◆ EXTRAIT ◆

§

Pour preuve, cette semaine encore, le père et son fils ont manqué une énième occasion de se rencontrer. Selon le Times, Harry est arrivé des Etats-Unis dimanche, avant le départ du souverain pour l'Italie. L'hélicoptère de ce dernier a atterri dans la capitale londonienne à la fin du week-end. Non pas pour rencontrer Harry, selon une source du palais, mais pour suivre sa thérapie contre le cancer – un traitement administré plus tôt que d'habitude afin de ne pas perturber son séjour en Italie. Pas le temps, donc, de prendre cinq minutes pour embrasser son fils cadet, avant son vol pour Rome le lendemain.
Mais peut-être Harry n'était-il pas d'humeur aux embrassades et aux retrouvailles. Trop concentré sur son procès en appel, considéré par beaucoup comme un «ultime coup de dés». Signe de l'importance que l'affaire de sa sécurité revêt pour lui, même s'il n'était pas tenu d'être présent en personne au tribunal, le duc de Sussex n'a pas hésité à avaler les 8000 km qui séparent la Californie de son pays natal pour plaider que «sa vie est jeu».

§

◆ DONNÉES FOURNIES ◆

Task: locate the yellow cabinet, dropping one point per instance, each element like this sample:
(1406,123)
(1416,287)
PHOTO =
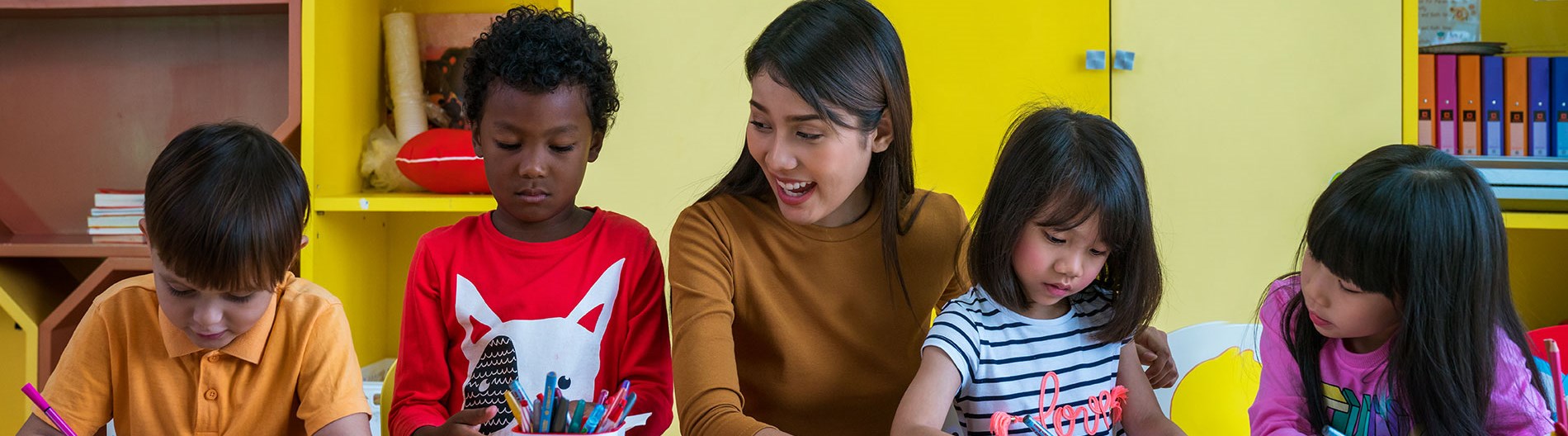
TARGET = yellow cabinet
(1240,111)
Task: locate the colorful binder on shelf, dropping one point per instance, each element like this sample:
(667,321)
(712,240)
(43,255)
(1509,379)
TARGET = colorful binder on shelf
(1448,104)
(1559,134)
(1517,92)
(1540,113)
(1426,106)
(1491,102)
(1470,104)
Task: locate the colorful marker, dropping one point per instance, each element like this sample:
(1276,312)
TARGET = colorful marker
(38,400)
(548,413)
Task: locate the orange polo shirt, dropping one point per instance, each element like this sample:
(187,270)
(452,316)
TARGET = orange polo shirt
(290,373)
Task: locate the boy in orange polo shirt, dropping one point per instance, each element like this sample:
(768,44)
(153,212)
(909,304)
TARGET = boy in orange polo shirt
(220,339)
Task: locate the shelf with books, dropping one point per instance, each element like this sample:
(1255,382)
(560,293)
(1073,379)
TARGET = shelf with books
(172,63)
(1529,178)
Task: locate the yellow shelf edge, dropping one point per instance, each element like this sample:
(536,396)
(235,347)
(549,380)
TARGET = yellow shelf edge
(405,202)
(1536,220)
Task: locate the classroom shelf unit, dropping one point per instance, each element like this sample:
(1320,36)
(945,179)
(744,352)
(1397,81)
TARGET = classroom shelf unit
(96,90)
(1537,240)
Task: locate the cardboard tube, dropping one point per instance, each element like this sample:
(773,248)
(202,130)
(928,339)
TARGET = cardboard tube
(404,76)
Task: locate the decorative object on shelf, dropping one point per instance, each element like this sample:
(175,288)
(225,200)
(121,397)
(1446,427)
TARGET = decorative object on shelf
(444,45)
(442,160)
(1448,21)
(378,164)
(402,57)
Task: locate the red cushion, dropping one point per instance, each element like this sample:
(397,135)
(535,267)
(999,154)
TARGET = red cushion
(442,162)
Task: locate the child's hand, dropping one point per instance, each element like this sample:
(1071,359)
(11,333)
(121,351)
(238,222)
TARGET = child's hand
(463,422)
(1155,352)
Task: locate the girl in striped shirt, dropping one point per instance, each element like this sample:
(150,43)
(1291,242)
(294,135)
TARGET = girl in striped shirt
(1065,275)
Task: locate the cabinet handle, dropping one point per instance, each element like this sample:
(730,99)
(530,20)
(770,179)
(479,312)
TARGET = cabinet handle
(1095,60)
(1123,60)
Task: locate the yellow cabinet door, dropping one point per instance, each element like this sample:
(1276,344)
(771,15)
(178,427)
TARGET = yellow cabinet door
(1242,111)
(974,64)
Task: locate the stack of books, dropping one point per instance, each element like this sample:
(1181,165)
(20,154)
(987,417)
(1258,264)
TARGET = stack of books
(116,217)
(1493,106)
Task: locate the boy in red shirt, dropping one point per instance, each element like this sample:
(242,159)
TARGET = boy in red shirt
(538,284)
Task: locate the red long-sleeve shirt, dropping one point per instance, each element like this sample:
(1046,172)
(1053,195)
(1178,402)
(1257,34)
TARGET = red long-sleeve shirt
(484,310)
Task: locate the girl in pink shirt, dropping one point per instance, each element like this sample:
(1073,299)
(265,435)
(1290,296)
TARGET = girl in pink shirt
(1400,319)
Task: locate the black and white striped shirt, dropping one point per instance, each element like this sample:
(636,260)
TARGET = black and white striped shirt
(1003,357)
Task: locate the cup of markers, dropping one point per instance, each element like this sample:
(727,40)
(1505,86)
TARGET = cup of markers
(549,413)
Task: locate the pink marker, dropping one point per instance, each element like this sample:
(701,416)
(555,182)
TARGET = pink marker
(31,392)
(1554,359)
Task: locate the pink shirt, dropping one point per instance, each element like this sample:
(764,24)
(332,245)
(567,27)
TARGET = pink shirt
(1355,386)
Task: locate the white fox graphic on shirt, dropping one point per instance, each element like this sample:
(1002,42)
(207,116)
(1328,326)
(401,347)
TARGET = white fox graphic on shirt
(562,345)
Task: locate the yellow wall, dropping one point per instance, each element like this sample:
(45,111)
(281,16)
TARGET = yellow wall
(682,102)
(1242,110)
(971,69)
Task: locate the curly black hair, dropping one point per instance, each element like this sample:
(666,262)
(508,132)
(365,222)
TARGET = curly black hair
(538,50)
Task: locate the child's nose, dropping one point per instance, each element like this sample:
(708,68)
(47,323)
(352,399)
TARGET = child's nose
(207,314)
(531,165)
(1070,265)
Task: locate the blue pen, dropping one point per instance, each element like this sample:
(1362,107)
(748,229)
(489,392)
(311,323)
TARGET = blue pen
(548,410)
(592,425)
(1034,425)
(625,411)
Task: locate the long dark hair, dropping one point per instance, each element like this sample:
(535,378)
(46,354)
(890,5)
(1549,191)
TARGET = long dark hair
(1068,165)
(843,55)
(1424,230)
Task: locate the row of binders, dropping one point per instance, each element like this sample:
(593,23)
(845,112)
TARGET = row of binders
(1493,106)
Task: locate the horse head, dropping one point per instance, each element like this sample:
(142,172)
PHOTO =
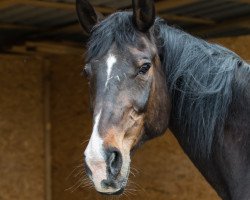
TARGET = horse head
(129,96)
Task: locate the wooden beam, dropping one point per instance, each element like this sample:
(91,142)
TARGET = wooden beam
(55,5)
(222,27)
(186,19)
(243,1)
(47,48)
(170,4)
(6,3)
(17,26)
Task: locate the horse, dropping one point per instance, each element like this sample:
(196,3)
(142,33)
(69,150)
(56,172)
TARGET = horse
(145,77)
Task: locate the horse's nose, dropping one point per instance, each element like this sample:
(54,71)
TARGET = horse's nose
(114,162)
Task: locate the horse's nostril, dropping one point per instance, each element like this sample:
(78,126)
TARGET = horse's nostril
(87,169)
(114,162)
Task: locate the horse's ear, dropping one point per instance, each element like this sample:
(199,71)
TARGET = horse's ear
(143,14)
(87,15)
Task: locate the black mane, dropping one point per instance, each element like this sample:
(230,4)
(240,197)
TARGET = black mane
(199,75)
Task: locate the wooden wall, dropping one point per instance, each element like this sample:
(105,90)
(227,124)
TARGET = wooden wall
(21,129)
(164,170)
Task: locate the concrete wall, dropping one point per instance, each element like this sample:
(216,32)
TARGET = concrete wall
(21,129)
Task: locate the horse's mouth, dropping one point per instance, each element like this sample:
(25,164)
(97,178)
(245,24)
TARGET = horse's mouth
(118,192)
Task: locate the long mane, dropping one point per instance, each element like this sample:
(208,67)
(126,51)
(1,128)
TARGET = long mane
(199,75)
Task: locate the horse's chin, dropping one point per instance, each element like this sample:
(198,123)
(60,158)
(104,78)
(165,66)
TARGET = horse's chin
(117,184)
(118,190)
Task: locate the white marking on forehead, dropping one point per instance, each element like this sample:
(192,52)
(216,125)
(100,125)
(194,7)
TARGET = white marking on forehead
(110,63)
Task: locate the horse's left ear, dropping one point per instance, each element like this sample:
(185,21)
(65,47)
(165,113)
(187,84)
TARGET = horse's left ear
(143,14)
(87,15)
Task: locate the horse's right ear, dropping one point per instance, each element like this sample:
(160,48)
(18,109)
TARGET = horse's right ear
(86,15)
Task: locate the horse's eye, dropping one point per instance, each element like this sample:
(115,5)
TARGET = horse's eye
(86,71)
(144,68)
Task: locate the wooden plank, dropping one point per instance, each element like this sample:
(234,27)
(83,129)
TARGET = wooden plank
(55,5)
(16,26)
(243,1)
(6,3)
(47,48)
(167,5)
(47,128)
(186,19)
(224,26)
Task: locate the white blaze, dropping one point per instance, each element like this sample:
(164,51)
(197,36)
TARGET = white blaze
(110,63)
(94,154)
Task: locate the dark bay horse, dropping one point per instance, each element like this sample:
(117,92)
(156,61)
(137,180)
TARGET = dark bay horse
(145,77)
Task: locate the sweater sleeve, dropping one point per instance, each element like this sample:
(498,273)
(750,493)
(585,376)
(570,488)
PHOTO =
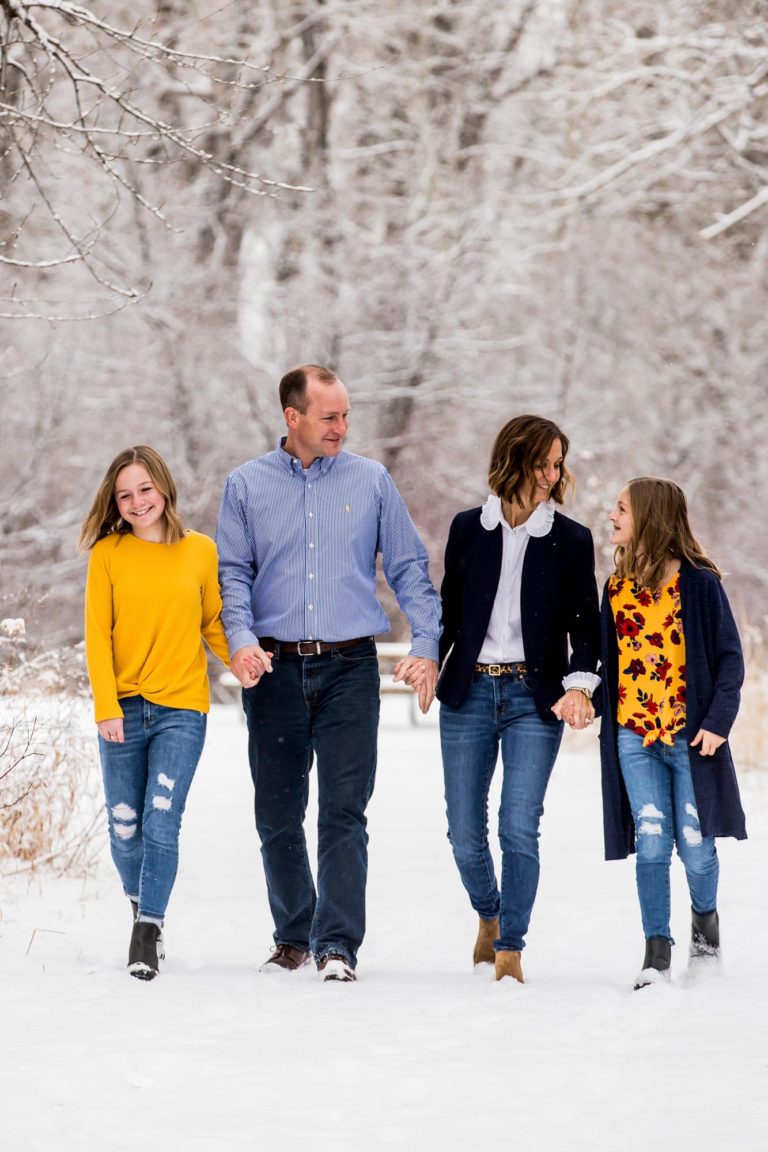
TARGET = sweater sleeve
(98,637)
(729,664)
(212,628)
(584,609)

§

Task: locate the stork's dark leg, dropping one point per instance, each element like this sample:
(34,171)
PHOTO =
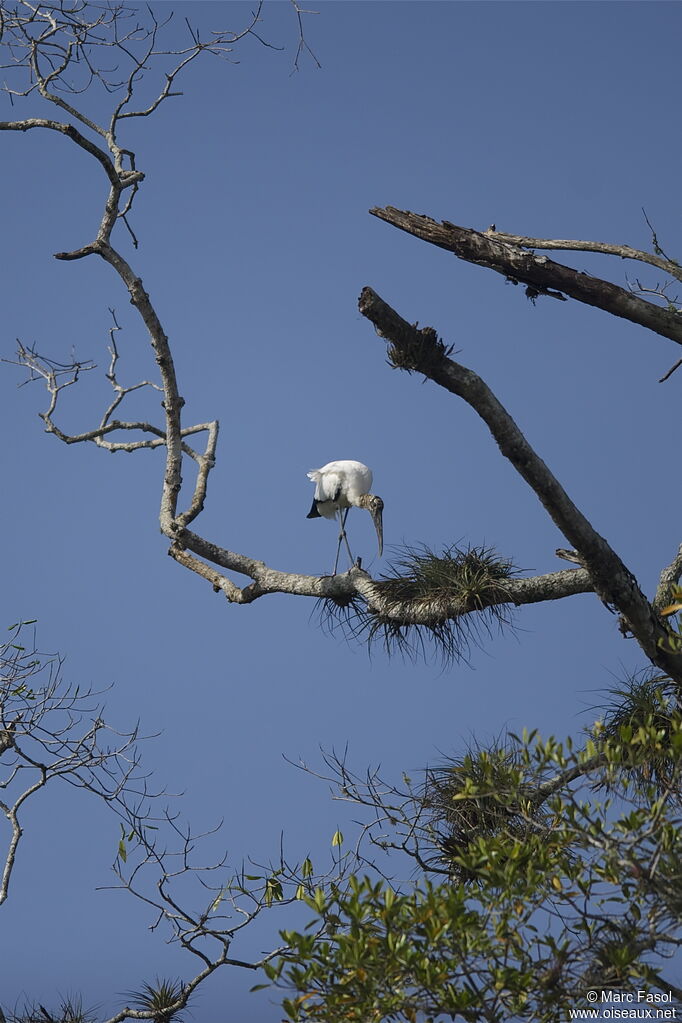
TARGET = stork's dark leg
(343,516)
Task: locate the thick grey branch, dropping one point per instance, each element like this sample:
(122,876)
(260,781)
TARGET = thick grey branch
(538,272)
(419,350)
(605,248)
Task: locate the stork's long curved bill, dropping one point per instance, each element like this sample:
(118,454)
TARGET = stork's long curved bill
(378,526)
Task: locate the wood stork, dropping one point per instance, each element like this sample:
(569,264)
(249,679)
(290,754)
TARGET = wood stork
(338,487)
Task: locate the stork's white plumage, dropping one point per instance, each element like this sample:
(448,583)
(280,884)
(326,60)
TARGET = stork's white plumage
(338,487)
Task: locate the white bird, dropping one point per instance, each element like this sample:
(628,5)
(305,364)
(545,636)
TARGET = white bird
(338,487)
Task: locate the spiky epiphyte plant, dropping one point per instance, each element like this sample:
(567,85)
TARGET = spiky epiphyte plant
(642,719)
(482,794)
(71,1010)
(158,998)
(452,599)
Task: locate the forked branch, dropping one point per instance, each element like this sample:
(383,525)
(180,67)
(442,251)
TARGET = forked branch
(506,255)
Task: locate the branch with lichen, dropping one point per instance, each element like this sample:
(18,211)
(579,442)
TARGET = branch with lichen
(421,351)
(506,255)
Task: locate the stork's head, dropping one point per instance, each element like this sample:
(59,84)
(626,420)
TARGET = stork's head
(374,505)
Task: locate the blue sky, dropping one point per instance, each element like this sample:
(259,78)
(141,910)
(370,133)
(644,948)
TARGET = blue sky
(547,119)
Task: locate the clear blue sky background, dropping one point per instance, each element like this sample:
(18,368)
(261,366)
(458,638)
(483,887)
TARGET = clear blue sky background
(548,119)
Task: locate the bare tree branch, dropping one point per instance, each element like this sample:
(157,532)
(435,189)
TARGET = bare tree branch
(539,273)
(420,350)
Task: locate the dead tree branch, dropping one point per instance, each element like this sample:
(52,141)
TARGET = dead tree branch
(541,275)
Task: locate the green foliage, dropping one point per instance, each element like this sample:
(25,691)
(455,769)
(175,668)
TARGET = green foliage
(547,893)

§

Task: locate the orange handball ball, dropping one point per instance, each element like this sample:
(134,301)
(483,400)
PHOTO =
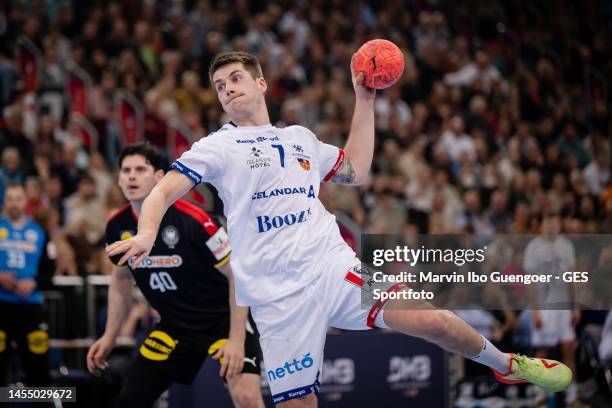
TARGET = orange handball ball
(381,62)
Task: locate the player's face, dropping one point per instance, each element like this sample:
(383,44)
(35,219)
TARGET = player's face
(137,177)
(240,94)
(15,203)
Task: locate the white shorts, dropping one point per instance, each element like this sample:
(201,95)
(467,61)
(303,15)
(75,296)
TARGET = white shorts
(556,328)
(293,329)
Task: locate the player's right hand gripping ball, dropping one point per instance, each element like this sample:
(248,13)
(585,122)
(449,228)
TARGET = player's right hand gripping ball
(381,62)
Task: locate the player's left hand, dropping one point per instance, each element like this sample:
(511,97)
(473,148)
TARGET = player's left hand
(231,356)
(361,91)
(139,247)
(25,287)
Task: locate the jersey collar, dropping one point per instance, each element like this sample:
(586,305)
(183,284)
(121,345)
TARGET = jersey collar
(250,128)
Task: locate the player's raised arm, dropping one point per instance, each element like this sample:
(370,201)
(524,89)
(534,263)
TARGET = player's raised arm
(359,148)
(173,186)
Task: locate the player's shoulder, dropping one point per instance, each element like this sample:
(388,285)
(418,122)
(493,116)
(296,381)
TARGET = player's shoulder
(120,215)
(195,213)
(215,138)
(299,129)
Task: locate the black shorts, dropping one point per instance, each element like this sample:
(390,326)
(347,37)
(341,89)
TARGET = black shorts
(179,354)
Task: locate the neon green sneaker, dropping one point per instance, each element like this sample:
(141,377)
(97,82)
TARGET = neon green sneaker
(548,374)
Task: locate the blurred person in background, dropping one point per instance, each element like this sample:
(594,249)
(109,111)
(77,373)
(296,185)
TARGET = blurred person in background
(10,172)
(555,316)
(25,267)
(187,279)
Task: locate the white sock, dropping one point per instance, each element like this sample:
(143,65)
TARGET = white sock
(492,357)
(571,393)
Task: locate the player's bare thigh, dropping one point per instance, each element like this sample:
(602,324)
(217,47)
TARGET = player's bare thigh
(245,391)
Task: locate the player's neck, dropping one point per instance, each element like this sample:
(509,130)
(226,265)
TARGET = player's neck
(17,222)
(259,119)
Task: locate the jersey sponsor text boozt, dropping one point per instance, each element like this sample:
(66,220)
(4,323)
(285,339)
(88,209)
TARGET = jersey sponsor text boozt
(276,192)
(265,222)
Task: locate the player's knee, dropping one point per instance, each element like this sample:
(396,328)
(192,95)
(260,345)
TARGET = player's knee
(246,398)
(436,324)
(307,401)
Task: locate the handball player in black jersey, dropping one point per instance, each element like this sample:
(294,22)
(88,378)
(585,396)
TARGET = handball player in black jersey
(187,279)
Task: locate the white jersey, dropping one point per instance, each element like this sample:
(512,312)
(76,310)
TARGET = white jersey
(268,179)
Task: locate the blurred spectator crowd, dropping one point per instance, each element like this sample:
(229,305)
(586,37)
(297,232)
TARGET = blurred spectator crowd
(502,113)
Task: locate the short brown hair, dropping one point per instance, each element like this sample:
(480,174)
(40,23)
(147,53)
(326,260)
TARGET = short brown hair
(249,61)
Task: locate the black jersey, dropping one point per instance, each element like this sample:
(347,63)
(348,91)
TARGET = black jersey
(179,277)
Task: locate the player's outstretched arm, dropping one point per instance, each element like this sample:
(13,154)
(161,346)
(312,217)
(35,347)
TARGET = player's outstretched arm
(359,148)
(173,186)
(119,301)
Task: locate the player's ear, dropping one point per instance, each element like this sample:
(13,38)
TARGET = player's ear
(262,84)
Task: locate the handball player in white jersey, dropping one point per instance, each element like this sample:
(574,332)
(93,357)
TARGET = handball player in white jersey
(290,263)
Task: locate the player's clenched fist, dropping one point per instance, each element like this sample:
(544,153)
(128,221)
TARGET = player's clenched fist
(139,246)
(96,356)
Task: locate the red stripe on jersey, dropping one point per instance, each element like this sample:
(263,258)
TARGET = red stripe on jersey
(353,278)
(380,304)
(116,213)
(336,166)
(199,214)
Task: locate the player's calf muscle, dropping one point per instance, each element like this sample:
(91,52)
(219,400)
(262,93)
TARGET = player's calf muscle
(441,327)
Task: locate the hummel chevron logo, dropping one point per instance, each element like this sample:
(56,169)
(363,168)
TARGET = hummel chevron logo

§

◆ CONSIGNE ◆
Recopiez fidèlement l'extrait en commençant par «Pour preuve, cette» et en poursuivant jusqu'à «Rome le lendemain.». La liste n'a aucun rôle à jouer ici.

◆ VOTRE RÉPONSE ◆
Pour preuve, cette semaine encore, le père et son fils ont manqué une énième occasion de se rencontrer. Selon le Times, Harry est arrivé des Etats-Unis dimanche, avant le départ du souverain pour l'Italie. L'hélicoptère de ce dernier a atterri dans la capitale londonienne à la fin du week-end. Non pas pour rencontrer Harry, selon une source du palais, mais pour suivre sa thérapie contre le cancer – un traitement administré plus tôt que d'habitude afin de ne pas perturber son séjour en Italie. Pas le temps, donc, de prendre cinq minutes pour embrasser son fils cadet, avant son vol pour Rome le lendemain.